[Recorded data]
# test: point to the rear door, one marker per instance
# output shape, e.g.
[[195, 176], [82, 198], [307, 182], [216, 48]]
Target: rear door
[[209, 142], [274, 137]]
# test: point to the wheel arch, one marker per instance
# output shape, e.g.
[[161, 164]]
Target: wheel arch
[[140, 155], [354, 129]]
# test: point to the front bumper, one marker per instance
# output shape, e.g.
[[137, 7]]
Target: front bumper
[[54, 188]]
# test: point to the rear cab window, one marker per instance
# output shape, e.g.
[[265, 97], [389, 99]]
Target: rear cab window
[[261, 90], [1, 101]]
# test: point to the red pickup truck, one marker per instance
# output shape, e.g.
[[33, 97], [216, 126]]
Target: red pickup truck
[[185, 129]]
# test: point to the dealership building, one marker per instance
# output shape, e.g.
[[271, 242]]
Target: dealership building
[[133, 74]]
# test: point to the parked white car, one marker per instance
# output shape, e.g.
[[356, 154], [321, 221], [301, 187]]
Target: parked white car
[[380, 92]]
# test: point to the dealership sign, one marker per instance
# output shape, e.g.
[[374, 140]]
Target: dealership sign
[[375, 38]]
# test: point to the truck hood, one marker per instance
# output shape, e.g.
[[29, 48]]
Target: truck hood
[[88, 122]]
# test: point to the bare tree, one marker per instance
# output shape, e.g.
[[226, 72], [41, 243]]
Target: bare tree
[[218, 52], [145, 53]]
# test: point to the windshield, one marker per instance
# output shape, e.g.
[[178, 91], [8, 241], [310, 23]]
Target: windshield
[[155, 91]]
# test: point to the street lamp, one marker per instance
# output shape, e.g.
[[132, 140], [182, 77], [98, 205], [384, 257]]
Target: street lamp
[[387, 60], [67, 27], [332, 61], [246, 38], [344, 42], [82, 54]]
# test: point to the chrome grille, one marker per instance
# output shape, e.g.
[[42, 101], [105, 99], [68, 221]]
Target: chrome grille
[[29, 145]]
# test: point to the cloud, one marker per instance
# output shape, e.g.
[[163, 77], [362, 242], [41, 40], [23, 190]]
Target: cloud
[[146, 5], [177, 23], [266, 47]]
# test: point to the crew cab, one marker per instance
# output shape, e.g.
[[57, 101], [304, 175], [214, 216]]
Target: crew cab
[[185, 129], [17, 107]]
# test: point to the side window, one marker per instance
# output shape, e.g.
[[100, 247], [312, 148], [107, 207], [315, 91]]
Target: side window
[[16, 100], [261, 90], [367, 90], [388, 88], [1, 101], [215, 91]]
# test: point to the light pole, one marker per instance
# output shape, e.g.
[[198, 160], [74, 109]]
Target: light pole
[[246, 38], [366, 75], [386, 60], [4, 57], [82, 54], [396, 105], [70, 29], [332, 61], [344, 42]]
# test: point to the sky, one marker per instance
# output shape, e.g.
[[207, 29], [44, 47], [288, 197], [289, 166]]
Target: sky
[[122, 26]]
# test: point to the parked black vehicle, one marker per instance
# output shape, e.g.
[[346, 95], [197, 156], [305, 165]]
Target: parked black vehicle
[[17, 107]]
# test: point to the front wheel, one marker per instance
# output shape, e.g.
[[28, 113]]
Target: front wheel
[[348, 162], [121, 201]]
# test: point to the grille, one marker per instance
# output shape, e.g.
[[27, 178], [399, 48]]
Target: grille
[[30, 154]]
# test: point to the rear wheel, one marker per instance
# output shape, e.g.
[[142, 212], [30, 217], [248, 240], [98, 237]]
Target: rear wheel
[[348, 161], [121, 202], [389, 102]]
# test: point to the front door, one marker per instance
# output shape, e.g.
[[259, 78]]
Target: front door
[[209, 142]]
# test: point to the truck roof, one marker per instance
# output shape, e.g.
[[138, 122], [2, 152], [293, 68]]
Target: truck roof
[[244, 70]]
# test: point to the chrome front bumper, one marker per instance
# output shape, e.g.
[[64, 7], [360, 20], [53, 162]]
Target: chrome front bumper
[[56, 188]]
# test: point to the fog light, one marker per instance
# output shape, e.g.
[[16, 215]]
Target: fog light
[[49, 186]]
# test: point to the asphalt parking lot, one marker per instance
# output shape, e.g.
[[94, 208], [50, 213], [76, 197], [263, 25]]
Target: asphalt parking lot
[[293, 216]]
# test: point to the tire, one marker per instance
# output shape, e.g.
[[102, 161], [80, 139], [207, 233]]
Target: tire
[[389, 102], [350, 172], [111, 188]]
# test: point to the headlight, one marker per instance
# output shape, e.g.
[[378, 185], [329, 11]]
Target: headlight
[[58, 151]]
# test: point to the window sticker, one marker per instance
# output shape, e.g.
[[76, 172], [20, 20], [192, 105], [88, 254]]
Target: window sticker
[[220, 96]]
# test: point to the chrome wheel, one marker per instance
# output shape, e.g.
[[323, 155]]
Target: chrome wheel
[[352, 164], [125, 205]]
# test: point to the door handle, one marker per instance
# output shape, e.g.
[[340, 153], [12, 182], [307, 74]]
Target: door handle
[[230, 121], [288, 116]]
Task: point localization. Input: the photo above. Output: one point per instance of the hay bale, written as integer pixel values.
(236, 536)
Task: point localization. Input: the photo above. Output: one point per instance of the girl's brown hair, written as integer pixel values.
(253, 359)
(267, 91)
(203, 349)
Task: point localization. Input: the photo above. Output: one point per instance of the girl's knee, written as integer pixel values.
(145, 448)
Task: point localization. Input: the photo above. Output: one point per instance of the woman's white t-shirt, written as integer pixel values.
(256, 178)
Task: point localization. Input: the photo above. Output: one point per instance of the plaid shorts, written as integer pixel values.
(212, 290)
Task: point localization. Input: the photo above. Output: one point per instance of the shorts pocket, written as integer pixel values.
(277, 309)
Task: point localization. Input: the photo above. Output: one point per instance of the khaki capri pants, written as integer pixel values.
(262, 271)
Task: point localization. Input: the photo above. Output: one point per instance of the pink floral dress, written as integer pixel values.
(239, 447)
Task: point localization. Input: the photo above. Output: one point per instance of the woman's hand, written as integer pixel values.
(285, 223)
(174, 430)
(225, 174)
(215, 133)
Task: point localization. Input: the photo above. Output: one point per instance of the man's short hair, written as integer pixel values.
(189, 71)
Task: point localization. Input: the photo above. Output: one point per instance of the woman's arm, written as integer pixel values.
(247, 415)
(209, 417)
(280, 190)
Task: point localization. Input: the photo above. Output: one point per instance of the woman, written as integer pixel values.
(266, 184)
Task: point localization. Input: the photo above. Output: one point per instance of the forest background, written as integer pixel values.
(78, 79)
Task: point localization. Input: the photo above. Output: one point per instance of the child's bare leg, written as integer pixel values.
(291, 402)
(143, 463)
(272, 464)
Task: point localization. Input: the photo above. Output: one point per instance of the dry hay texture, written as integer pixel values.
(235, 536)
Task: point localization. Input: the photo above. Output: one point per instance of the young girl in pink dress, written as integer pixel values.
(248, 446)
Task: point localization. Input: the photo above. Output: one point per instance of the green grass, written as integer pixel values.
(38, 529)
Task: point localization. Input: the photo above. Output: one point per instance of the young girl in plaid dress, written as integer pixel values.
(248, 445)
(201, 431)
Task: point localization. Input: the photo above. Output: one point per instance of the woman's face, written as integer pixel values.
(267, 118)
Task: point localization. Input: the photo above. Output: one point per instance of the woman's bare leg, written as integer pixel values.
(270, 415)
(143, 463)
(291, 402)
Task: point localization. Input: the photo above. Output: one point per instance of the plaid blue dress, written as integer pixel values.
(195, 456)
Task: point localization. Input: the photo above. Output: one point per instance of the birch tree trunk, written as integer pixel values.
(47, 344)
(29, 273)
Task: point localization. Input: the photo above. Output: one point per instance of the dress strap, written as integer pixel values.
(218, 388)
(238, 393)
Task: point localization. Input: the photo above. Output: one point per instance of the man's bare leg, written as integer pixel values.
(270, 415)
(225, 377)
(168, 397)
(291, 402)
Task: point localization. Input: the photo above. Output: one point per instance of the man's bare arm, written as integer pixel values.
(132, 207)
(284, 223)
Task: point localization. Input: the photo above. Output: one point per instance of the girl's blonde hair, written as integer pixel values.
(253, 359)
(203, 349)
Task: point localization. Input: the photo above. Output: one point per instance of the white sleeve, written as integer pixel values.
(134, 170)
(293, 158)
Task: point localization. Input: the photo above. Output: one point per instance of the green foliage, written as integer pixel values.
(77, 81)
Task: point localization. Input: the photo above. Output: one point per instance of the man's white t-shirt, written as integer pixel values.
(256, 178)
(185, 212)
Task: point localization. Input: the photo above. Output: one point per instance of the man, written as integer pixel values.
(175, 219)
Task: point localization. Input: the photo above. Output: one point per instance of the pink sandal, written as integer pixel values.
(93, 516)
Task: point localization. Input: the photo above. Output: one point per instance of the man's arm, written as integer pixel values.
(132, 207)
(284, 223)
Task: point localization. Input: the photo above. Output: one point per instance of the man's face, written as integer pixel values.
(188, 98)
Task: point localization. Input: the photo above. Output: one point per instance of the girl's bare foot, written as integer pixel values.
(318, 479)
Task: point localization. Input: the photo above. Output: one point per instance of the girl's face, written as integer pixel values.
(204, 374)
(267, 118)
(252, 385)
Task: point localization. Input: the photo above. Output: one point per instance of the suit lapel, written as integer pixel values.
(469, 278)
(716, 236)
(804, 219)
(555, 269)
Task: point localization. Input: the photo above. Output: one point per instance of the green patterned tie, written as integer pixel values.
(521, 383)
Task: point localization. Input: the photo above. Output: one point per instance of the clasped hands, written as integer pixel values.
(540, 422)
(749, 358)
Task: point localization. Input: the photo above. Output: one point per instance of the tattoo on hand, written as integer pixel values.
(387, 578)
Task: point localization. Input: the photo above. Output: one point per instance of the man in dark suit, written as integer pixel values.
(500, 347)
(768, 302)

Written problem: Beginning at the line that holds "the man's arm, written as integer pixel values.", write out word for word each line through the end of the records.

Solution to this task:
Task: point localization. Input: the photo above. Output: one point per instance of the man's arm, written as integer pixel values.
(132, 207)
(284, 223)
Task: point localization. Input: the photo above. Output: one point per instance of the man's face, written as integer pixel values.
(188, 98)
Task: point localization. Input: the photo above. Output: one point per instance of the girl's bare foot, written as integer pixel values.
(318, 479)
Task: point localization. Input: the photo above. Output: one point per instance of the girl's face, written as integer pixel values.
(204, 374)
(267, 118)
(252, 385)
Task: point localization. Input: the photo above. Output: one point per instance of the suit lapel, written as integer pixel values.
(469, 278)
(716, 236)
(804, 219)
(555, 269)
Task: point localization. Input: the photo above. Output: one point per instance of the green patterned tie, written as integer pixel values.
(521, 383)
Task: point localization. Input: the photo above. Output: one point per instance of the clasped hands, written as integer pixel values.
(540, 422)
(749, 358)
Task: point localization. Input: the photo above. Output: one point per instance of the tattoo on hand, written as integer pixel values.
(387, 578)
Task: point localization. Input: the photo above. Output: one point per instance of the man in dark suit, written as integer pixel values.
(500, 347)
(768, 302)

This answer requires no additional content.